> Data provided
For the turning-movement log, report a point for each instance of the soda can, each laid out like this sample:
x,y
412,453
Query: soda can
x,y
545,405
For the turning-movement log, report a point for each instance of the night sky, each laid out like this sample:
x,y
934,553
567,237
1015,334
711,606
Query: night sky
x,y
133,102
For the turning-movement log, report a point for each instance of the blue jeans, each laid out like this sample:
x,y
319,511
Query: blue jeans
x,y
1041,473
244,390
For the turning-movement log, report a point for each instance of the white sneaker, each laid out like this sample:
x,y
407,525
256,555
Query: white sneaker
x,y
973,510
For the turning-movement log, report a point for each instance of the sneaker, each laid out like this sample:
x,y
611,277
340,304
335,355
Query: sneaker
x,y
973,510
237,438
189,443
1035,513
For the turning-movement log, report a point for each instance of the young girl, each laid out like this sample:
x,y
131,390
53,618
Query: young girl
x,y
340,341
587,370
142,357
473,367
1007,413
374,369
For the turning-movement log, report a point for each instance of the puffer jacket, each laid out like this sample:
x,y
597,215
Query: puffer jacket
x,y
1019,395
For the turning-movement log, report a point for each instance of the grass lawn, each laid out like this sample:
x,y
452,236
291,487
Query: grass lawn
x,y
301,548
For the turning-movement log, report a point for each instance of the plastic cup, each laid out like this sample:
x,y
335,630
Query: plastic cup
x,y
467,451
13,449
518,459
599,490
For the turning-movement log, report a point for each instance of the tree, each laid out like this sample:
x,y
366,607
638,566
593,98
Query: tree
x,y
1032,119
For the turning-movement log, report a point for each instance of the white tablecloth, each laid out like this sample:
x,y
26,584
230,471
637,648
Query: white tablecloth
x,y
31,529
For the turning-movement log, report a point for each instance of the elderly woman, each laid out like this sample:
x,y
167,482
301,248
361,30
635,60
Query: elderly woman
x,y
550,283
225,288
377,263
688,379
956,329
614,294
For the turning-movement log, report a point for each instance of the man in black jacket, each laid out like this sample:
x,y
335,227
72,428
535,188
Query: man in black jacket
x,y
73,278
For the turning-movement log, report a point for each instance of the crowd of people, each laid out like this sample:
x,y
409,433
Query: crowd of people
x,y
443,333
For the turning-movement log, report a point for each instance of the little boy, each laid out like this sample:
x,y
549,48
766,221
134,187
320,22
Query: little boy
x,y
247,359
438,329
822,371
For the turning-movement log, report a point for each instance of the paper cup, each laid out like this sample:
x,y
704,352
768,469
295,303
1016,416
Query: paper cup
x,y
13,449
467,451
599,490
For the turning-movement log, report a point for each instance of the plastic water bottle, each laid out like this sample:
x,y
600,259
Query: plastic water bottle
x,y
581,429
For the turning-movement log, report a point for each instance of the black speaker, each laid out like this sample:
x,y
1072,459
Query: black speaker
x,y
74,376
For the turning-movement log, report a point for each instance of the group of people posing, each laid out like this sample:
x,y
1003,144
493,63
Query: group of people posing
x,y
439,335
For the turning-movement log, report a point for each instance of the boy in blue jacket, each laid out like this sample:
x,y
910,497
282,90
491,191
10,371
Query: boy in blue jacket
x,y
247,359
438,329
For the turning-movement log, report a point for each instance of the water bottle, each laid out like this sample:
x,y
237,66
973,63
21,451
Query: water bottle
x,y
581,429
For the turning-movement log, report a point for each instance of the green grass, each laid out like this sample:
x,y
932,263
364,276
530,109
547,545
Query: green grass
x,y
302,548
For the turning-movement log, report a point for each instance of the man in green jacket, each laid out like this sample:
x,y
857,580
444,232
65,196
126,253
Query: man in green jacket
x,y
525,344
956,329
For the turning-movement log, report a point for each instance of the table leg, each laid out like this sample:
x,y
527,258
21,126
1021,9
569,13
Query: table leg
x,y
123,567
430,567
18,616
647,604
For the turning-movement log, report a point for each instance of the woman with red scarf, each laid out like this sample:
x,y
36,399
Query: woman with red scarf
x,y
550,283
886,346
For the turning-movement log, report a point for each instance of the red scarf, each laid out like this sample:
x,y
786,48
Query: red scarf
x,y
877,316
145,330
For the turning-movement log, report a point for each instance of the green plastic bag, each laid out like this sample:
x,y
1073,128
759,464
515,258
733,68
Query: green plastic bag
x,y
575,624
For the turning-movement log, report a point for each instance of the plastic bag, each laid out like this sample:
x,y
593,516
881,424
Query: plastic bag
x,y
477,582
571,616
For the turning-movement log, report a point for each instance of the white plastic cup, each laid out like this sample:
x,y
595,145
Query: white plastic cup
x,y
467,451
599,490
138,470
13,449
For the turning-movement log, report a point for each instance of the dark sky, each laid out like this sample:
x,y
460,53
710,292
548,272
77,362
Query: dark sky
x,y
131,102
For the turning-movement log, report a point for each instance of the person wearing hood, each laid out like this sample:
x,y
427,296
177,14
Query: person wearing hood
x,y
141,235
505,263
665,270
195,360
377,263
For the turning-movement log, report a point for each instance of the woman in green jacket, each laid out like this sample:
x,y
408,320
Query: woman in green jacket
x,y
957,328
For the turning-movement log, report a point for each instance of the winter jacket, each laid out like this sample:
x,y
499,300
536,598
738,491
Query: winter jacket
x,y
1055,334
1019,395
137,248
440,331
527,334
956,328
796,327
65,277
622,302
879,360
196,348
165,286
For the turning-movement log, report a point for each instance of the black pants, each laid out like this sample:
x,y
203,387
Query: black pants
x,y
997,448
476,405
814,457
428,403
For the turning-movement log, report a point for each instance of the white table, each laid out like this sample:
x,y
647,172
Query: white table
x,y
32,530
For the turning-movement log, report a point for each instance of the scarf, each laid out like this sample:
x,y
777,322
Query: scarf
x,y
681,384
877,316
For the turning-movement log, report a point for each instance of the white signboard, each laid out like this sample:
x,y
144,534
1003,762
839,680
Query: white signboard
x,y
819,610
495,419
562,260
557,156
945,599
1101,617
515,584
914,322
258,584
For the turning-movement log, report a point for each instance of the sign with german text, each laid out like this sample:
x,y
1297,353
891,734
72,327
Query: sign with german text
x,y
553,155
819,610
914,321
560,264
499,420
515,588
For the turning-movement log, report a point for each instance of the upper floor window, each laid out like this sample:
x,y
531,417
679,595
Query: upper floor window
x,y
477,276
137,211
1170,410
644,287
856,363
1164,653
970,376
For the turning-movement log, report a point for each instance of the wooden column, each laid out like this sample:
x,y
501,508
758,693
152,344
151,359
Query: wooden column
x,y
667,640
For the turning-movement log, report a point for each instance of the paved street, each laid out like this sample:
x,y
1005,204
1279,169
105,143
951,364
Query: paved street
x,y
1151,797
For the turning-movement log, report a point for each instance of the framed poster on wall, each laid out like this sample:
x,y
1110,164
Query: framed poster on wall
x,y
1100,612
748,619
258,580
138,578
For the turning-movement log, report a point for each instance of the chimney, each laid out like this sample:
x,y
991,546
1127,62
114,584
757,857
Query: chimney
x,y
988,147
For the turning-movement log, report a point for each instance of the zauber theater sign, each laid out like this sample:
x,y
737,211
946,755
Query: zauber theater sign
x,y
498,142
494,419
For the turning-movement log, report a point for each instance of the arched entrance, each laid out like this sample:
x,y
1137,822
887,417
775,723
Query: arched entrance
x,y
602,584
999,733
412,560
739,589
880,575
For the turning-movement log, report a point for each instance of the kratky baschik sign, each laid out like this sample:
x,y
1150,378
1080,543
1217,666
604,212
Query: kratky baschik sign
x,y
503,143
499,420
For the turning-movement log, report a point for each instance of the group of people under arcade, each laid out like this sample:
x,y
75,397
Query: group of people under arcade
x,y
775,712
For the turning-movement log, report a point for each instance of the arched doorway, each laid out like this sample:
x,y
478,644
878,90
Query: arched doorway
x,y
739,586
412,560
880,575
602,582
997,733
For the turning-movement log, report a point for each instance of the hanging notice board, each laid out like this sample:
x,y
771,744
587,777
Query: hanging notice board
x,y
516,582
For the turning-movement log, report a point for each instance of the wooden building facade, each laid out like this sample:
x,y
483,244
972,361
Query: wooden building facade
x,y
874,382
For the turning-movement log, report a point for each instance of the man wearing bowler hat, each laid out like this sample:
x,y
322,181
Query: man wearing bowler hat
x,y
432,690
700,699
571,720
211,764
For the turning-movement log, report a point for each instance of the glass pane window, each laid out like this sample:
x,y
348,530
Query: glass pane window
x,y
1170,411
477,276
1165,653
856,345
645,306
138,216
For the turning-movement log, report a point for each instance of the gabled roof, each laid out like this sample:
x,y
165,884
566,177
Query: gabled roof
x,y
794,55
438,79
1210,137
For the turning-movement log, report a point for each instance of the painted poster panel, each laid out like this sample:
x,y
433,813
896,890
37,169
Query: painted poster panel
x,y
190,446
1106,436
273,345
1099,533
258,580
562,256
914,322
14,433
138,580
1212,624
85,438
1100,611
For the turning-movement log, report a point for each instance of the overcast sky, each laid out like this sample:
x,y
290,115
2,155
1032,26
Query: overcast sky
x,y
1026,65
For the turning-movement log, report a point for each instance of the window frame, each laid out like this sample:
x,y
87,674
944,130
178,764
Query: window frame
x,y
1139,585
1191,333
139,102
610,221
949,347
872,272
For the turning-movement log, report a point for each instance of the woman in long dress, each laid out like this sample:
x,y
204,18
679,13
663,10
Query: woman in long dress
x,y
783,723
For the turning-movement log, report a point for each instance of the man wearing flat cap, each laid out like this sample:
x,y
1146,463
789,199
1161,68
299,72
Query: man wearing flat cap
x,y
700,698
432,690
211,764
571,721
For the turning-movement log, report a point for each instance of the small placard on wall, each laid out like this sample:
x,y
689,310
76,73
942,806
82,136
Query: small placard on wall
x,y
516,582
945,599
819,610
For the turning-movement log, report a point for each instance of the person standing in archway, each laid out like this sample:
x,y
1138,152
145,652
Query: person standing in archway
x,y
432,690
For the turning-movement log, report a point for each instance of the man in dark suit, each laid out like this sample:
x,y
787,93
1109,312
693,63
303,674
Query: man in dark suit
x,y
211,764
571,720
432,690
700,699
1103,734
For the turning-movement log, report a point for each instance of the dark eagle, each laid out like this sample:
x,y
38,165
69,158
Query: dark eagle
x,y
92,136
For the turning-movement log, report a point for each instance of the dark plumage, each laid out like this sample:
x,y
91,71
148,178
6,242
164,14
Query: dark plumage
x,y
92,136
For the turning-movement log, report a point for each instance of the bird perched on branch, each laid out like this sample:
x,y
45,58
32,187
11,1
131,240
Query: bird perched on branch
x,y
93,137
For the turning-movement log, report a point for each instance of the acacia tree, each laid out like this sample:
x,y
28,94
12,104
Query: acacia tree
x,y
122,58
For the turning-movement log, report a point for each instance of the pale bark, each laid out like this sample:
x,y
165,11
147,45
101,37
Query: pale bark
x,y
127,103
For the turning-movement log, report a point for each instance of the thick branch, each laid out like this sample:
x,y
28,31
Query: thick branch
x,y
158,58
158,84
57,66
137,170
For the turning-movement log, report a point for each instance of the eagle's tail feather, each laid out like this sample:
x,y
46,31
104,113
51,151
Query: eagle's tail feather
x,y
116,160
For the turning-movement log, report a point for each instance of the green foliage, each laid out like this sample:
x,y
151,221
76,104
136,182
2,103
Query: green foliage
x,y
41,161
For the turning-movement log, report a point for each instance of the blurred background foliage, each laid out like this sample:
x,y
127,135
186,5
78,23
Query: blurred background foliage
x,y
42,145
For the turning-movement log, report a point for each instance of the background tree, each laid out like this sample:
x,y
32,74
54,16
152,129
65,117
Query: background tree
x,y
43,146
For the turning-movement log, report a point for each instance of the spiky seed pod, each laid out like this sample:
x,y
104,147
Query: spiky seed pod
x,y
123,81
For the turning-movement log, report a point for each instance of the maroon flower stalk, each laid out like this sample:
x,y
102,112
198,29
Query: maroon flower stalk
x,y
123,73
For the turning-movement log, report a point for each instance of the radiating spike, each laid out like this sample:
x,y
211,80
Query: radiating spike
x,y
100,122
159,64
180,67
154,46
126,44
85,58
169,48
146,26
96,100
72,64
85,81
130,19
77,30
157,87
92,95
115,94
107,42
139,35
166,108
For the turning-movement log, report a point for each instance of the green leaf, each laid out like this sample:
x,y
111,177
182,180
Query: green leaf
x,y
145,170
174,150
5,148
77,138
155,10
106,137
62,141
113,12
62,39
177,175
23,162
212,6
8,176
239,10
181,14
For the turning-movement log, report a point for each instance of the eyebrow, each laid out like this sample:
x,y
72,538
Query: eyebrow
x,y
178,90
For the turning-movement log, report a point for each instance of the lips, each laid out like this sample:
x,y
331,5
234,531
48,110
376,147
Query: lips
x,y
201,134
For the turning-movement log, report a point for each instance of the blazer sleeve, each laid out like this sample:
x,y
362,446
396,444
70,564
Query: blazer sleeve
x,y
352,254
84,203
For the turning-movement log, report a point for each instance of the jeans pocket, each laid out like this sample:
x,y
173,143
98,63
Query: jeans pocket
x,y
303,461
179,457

> What is being asked
The answer consists only of the lines from the one containing "Query: eagle's tail feather" to the end of the records, each written out exactly.

> Exercise response
Query: eagle's tail feather
x,y
116,160
For the turning-movement log, report a point for each instance of the green foliage, each laid out like this sample:
x,y
151,221
76,104
136,182
2,103
Query: green foliage
x,y
41,161
For the turning-movement log, report a point for each instance of the blurred background foliage, each laid out like this sample:
x,y
127,135
186,5
78,23
Query: blurred background foliage
x,y
42,145
For the turning-movement log, report a point for each instance of the background tree, each laid out like this sample:
x,y
32,74
54,16
152,129
65,117
Query: background tree
x,y
43,146
For the turning-movement log, report a point for each instance of the spiky seed pod, each laid out like this sample:
x,y
104,147
Query: spiky seed pod
x,y
123,81
For the turning-movement log, report a point for each instance of the maroon flower stalk, each laid out like this sample:
x,y
102,112
198,29
Query: maroon flower stalk
x,y
123,73
For the turning-movement log, report a point for each instance of the radiating spike, each laid out like this sample:
x,y
211,80
Query: radiating spike
x,y
100,122
159,64
180,67
154,46
126,44
85,58
169,48
146,26
96,100
72,64
85,81
130,19
77,30
157,87
92,95
115,94
107,42
139,35
166,108
For the turning-movement log, report a point for each instance of the green leaf, each laid out like this sample:
x,y
111,177
182,180
Query: green leaf
x,y
145,170
174,150
5,148
77,138
155,10
106,137
62,141
113,12
62,39
177,175
23,162
212,6
8,176
239,10
181,14
For the turning-movement log, report a point for each instance of the eyebrow, each laid out like this sample:
x,y
72,538
Query: eyebrow
x,y
178,90
For the turning-movement log, report a point for each instance of the lips, each laid out like this sample:
x,y
331,5
234,531
48,110
376,147
Query: lips
x,y
201,134
For the turning-movement log, report a point for each instance of the blazer sleeve, each laid out like this sample:
x,y
362,446
396,444
70,564
Query: blazer sleeve
x,y
352,254
84,203
For the turning-movement log, report a point for each instance of the jeans pocket, each laid out like this sample:
x,y
173,143
98,63
Query: jeans pocket
x,y
303,461
179,457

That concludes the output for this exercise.